Reproduce the whole listing, character for character.

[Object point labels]
┄┄┄┄┄┄┄┄┄┄┄┄┄┄┄┄┄┄┄┄
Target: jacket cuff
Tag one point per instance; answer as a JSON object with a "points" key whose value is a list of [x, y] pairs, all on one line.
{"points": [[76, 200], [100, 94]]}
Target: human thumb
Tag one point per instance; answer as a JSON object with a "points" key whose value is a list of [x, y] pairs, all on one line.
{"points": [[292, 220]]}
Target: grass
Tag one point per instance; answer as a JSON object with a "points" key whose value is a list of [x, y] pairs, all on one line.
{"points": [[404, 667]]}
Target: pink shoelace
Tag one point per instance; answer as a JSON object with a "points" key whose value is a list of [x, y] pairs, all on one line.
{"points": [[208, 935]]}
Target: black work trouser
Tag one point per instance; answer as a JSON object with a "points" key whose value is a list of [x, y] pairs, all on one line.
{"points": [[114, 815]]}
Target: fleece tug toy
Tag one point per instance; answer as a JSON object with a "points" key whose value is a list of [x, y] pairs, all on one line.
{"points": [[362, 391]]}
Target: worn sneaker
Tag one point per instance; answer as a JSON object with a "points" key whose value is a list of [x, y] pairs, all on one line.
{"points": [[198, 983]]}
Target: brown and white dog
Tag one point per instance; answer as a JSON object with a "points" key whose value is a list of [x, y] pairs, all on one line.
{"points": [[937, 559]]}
┄┄┄┄┄┄┄┄┄┄┄┄┄┄┄┄┄┄┄┄
[EXERCISE RESPONSE]:
Target: jacket cuff
Tag one point per instance; answer as a JSON object with a "points" key whose value is a list of [x, y] pairs, all on one line.
{"points": [[76, 200], [100, 94]]}
Target: human thumb
Tag one point per instance; answer as a JSON object with a "points" key whose value is a list of [x, y] pairs, all on one line.
{"points": [[292, 220]]}
Target: grass
Tag one point per instance; answer as a JSON object with a "points" key whose value is a list of [x, y] pairs, all on one line.
{"points": [[404, 667]]}
Target: pink shoelace
Tag one point per instance; answer as a JSON object with a "points" key whose value is a list of [x, y] pairs, all on one line.
{"points": [[208, 935]]}
Target: black work trouser
Tag one point per instance; answer as a JSON object with a "points" key whose value is a list of [x, y] pairs, all on one line.
{"points": [[114, 815]]}
Target: fleece tug toy
Tag one point per instance; answer as a JSON object with a "points" key whose value is a list of [x, y] pairs, all on one line.
{"points": [[362, 391]]}
Target: worn sneaker
Tag one point per instance; answer as a JSON object with a "points" key whose value is a list of [x, y] pairs, all on one line.
{"points": [[198, 983]]}
Target: brown and white dog
Tag one point per instance; answer as a JSON object with a "points" key whose value is a list of [x, y] pairs, all on one line.
{"points": [[937, 559]]}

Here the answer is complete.